** Source data follows **

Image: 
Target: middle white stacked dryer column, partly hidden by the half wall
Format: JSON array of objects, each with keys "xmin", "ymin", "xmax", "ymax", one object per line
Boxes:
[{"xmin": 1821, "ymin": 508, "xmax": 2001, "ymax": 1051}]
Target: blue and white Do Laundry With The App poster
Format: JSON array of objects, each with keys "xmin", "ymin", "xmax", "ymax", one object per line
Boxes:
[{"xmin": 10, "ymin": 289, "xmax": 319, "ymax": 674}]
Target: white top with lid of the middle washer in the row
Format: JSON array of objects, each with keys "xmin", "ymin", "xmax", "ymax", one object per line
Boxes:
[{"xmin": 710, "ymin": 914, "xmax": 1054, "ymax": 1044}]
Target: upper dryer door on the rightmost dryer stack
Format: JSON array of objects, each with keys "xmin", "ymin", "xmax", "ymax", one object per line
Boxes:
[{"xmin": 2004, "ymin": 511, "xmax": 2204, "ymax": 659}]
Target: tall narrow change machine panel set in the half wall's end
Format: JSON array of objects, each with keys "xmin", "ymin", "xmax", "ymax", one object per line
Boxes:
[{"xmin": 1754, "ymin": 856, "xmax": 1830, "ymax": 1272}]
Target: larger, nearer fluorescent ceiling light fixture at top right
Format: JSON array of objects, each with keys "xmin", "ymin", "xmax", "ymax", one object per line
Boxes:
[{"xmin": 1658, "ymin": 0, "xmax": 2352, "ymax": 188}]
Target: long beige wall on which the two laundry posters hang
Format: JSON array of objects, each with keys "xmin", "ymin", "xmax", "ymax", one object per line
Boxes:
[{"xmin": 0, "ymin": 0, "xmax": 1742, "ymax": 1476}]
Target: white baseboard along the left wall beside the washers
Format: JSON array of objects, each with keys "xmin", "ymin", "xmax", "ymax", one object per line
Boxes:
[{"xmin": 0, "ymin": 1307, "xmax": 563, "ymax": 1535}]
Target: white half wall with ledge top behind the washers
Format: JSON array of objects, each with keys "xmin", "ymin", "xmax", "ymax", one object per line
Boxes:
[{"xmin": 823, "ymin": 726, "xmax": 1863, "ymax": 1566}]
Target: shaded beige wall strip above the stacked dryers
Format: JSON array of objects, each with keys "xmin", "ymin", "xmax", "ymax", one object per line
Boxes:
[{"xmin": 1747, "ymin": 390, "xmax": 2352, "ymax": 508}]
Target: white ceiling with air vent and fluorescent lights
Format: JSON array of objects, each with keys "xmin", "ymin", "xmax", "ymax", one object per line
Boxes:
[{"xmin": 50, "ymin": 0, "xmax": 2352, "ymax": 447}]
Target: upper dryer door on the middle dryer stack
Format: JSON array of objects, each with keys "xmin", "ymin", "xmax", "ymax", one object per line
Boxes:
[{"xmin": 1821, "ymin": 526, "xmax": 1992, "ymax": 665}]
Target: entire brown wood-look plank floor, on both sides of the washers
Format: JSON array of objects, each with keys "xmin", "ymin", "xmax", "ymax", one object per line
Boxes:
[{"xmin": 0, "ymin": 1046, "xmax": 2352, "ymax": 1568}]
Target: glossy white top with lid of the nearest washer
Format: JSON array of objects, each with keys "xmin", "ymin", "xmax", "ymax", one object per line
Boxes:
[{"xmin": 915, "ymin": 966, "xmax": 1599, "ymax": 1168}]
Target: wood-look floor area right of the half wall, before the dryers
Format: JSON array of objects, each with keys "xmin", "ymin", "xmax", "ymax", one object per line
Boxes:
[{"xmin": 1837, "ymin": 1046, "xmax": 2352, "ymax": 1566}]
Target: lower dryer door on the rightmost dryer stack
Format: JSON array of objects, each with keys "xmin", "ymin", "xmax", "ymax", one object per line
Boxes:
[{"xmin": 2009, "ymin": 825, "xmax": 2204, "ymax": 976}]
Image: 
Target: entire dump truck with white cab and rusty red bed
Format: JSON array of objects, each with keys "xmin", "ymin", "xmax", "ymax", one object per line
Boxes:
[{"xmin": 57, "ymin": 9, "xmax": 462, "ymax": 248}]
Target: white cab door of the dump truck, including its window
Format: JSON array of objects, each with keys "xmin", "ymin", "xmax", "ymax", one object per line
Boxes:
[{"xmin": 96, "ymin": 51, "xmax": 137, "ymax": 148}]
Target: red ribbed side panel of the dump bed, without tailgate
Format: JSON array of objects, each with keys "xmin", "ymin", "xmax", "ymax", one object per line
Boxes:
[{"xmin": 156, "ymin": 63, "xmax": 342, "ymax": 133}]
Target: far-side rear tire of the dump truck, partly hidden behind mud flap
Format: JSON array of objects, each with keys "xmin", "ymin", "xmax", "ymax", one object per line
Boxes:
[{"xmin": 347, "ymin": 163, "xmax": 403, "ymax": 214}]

** End of Source data **

**Task to carry out:** Print the entries exactly.

**Solution to this problem:**
Image: 
Target: middle white stacked dryer column, partly hidden by the half wall
Format: JSON array of objects, each with keys "xmin", "ymin", "xmax", "ymax", one object per line
Boxes:
[{"xmin": 1821, "ymin": 508, "xmax": 2001, "ymax": 1051}]
Target: blue and white Do Laundry With The App poster
Format: JSON array of objects, each with keys "xmin", "ymin", "xmax", "ymax", one object per line
Boxes:
[{"xmin": 10, "ymin": 289, "xmax": 319, "ymax": 674}]
Target: white top with lid of the middle washer in the row
Format: JSON array of objects, each with keys "xmin", "ymin", "xmax", "ymax", one object per line
Boxes:
[{"xmin": 710, "ymin": 914, "xmax": 1054, "ymax": 1044}]
Target: upper dryer door on the rightmost dryer stack
Format: JSON array of objects, each with keys "xmin", "ymin", "xmax", "ymax", one object per line
Boxes:
[{"xmin": 2004, "ymin": 511, "xmax": 2204, "ymax": 659}]
Target: tall narrow change machine panel set in the half wall's end
Format: JSON array of objects, each with keys "xmin", "ymin", "xmax", "ymax", one object per line
Boxes:
[{"xmin": 1754, "ymin": 856, "xmax": 1830, "ymax": 1272}]
Target: larger, nearer fluorescent ceiling light fixture at top right
Format: JSON array of objects, each with keys "xmin", "ymin", "xmax", "ymax", one object per line
Boxes:
[{"xmin": 1658, "ymin": 0, "xmax": 2352, "ymax": 188}]
Target: long beige wall on which the two laundry posters hang
Format: JSON array of objects, each with keys "xmin", "ymin", "xmax", "ymax", one object per line
Boxes:
[{"xmin": 0, "ymin": 0, "xmax": 1742, "ymax": 1476}]
Target: white baseboard along the left wall beside the washers
Format: JSON array of objects, each with keys "xmin", "ymin", "xmax", "ymax", one object per line
Boxes:
[{"xmin": 0, "ymin": 1307, "xmax": 563, "ymax": 1535}]
Target: white half wall with ledge top behind the washers
Format: JSON array of objects, each with keys "xmin", "ymin", "xmax", "ymax", one object per line
Boxes:
[{"xmin": 823, "ymin": 726, "xmax": 1863, "ymax": 1566}]
Target: shaded beige wall strip above the stacked dryers
Format: JSON array of objects, each with keys "xmin", "ymin", "xmax", "ymax", one object per line
Boxes:
[{"xmin": 1747, "ymin": 390, "xmax": 2352, "ymax": 508}]
Target: white ceiling with air vent and fluorescent lights
Format: JSON array of objects, each with keys "xmin", "ymin", "xmax", "ymax", one object per line
Boxes:
[{"xmin": 50, "ymin": 0, "xmax": 2352, "ymax": 447}]
Target: upper dryer door on the middle dryer stack
Format: JSON array of objects, each with keys "xmin", "ymin", "xmax", "ymax", one object per line
Boxes:
[{"xmin": 1821, "ymin": 526, "xmax": 1992, "ymax": 665}]
Target: entire brown wood-look plank floor, on both sides of the washers
Format: JSON array of objects, each with keys "xmin", "ymin", "xmax", "ymax", one object per line
Boxes:
[{"xmin": 0, "ymin": 1046, "xmax": 2352, "ymax": 1568}]
Target: glossy white top with lid of the nearest washer
Format: JSON array of objects, each with keys "xmin", "ymin", "xmax", "ymax", one object per line
Boxes:
[{"xmin": 915, "ymin": 966, "xmax": 1599, "ymax": 1168}]
Target: wood-look floor area right of the half wall, before the dryers
Format: JSON array of objects, each with keys "xmin", "ymin", "xmax", "ymax", one object per line
Boxes:
[{"xmin": 1837, "ymin": 1046, "xmax": 2352, "ymax": 1566}]
Target: lower dryer door on the rightmost dryer stack
Format: JSON array of objects, each with keys "xmin", "ymin", "xmax", "ymax", one object per line
Boxes:
[{"xmin": 2009, "ymin": 825, "xmax": 2204, "ymax": 976}]
Image: 
Target: entire dump truck with white cab and rusty red bed
Format: JSON array of objects, each with keys "xmin", "ymin", "xmax", "ymax", one object per line
Boxes:
[{"xmin": 57, "ymin": 9, "xmax": 462, "ymax": 248}]
Target: white cab door of the dump truck, including its window
Format: JSON array of objects, each with keys "xmin", "ymin", "xmax", "ymax", one object per line
Boxes:
[{"xmin": 96, "ymin": 51, "xmax": 137, "ymax": 148}]
Target: red ribbed side panel of the dump bed, without tailgate
Format: JSON array of objects, each with keys "xmin", "ymin", "xmax", "ymax", one object per line
Boxes:
[{"xmin": 156, "ymin": 63, "xmax": 342, "ymax": 133}]
Target: far-side rear tire of the dump truck, partly hidden behind mud flap
Format: JSON array of objects, each with keys "xmin", "ymin", "xmax", "ymax", one object per line
Boxes:
[{"xmin": 347, "ymin": 163, "xmax": 403, "ymax": 214}]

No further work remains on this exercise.